** START EXTRACT **

Sotera / webpageclassifier

Categorizes a website given URL into one of blog|wiki|news|forum|classified|shopping|undecided.
Apache License 2.0
8 stars 3 forks source link

error while executing script #21

Open ghost opened 4 years ago

ghost commented 4 years ago

Hi,

Hope you are all well !

while executing the script python webpageclassifier.py, I have the following error:

scikit-learn version: 0.20.4

/app/webpageclassifier# python webpageclassifier.py
Traceback (most recent call last):
  File "webpageclassifier.py", line 11, in <module>
    from sklearn.base import BaseEstimator, TransformerMixin
  File "/usr/local/lib/python3.8/site-packages/sklearn/__init__.py", line 64, in <module>
    from .base import clone
  File "/usr/local/lib/python3.8/site-packages/sklearn/base.py", line 14, in <module>
    from .utils.fixes import signature
  File "/usr/local/lib/python3.8/site-packages/sklearn/utils/__init__.py", line 14, in <module>
    from . import _joblib
  File "/usr/local/lib/python3.8/site-packages/sklearn/utils/_joblib.py", line 22, in <module>
    from ..externals import joblib
  File "/usr/local/lib/python3.8/site-packages/sklearn/externals/joblib/__init__.py", line 119, in <module>
    from .parallel import Parallel
  File "/usr/local/lib/python3.8/site-packages/sklearn/externals/joblib/parallel.py", line 28, in <module>
    from ._parallel_backends import (FallbackToBackend, MultiprocessingBackend,
  File "/usr/local/lib/python3.8/site-packages/sklearn/externals/joblib/_parallel_backends.py", line 22, in <module>
    from .executor import get_memmapping_executor
  File "/usr/local/lib/python3.8/site-packages/sklearn/externals/joblib/executor.py", line 14, in <module>
    from .externals.loky.reusable_executor import get_reusable_executor
  File "/usr/local/lib/python3.8/site-packages/sklearn/externals/joblib/externals/loky/__init__.py", line 12, in <module>
    from .backend.reduction import set_loky_pickler
  File "/usr/local/lib/python3.8/site-packages/sklearn/externals/joblib/externals/loky/backend/reduction.py", line 125, in <module>
    from sklearn.externals.joblib.externals import cloudpickle  # noqa: F401
  File "/usr/local/lib/python3.8/site-packages/sklearn/externals/joblib/externals/cloudpickle/__init__.py", line 3, in <module>
    from .cloudpickle import *
  File "/usr/local/lib/python3.8/site-packages/sklearn/externals/joblib/externals/cloudpickle/cloudpickle.py", line 152, in <module>
    _cell_set_template_code = _make_cell_set_template_code()

** END EXTRACT **
** START INFORMATION SHOWN **

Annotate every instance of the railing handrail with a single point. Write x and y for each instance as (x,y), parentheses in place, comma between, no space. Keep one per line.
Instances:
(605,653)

** END INFORMATION SHOWN **

Write what comes next in the webpageclassifier issue thread, beginning right after its final line.

  File "/usr/local/lib/python3.8/site-packages/sklearn/externals/joblib/externals/cloudpickle/cloudpickle.py", line 133, in _make_cell_set_template_code
    return types.CodeType(
TypeError: an integer is required (got type bytes

with newer version (scikit-learn-0.23.0) I have an error like the following one:

/app/webpageclassifier# python webpageclassifier.py
Traceback (most recent call last):
  File "webpageclassifier.py", line 12, in <module>
    from sklearn.externals.joblib.parallel import cpu_count, Parallel, delayed
ModuleNotFoundError: No module named 'sklearn.externals.joblib'

It would be amazing to fix has I wanted to classify the dmoz/odp directory with your script. Is it possible to fix/update it ? How can I had more categories ?

Thanks in advance for any inputs or insights about these questions.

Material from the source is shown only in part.